### [REQUIRED TASK]
Render everything from the start of the records down to the line containing "pixel 38 108", both ends included, as a JSON list of strings with one string per line and blank lines omitted.

### [PROVIDED DATA]
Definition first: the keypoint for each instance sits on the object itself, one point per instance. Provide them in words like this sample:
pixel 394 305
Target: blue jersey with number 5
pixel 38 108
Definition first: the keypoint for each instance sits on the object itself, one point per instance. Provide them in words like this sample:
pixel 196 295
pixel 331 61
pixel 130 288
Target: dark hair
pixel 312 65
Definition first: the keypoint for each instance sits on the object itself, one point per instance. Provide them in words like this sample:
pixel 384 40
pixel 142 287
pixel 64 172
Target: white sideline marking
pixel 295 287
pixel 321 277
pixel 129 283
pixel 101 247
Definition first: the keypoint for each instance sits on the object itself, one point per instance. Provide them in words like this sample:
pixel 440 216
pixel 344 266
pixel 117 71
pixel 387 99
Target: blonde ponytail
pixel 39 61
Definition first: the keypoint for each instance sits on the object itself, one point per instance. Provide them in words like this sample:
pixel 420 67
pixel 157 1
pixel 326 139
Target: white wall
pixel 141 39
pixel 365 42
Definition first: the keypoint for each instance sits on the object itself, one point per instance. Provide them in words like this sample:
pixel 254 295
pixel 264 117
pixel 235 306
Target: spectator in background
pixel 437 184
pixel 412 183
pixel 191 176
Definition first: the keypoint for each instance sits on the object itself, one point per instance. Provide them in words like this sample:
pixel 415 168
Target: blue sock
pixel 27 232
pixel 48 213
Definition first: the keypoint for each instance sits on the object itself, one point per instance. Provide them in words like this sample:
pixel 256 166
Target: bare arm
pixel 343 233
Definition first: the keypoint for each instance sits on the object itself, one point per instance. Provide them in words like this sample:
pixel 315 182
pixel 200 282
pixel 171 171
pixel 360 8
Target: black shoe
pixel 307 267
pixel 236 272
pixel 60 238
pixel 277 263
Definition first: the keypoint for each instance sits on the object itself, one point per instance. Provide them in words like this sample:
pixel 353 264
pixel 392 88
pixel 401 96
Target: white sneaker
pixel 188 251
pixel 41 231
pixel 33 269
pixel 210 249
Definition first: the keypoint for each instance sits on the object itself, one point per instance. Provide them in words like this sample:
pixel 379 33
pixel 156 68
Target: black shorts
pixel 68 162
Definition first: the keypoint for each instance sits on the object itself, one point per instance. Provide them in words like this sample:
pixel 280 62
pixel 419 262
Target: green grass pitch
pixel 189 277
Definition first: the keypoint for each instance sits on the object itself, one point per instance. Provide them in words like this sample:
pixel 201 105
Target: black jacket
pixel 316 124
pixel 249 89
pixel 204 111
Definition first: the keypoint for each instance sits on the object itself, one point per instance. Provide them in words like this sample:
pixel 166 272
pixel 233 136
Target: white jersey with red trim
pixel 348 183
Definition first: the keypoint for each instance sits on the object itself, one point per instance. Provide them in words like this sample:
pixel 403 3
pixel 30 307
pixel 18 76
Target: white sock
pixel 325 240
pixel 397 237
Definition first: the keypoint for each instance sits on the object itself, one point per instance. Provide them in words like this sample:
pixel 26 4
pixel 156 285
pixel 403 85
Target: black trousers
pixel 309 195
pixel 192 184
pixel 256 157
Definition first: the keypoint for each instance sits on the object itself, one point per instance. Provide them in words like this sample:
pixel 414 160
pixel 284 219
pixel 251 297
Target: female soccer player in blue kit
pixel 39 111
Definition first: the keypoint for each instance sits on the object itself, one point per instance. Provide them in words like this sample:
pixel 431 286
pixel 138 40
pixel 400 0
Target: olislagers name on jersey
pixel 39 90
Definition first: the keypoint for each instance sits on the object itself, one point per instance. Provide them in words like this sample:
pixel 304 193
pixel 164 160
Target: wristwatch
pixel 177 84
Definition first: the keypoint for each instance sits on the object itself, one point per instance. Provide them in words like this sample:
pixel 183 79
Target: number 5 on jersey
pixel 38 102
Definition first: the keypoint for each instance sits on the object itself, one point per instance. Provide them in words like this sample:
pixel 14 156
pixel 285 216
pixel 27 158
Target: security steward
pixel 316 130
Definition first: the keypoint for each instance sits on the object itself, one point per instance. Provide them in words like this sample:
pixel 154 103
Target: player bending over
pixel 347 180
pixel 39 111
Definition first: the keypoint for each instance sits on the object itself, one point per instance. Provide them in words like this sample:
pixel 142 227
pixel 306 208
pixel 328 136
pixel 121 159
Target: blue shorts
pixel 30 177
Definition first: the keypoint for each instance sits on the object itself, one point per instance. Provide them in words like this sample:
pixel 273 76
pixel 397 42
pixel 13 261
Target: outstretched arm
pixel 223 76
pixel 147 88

### [EXERCISE RESULT]
[
  "Definition first: the keypoint for each instance sits on the object itself, one point per instance. Provide them in words like this sample:",
  "pixel 394 305",
  "Target: blue jersey with number 5",
  "pixel 38 108"
]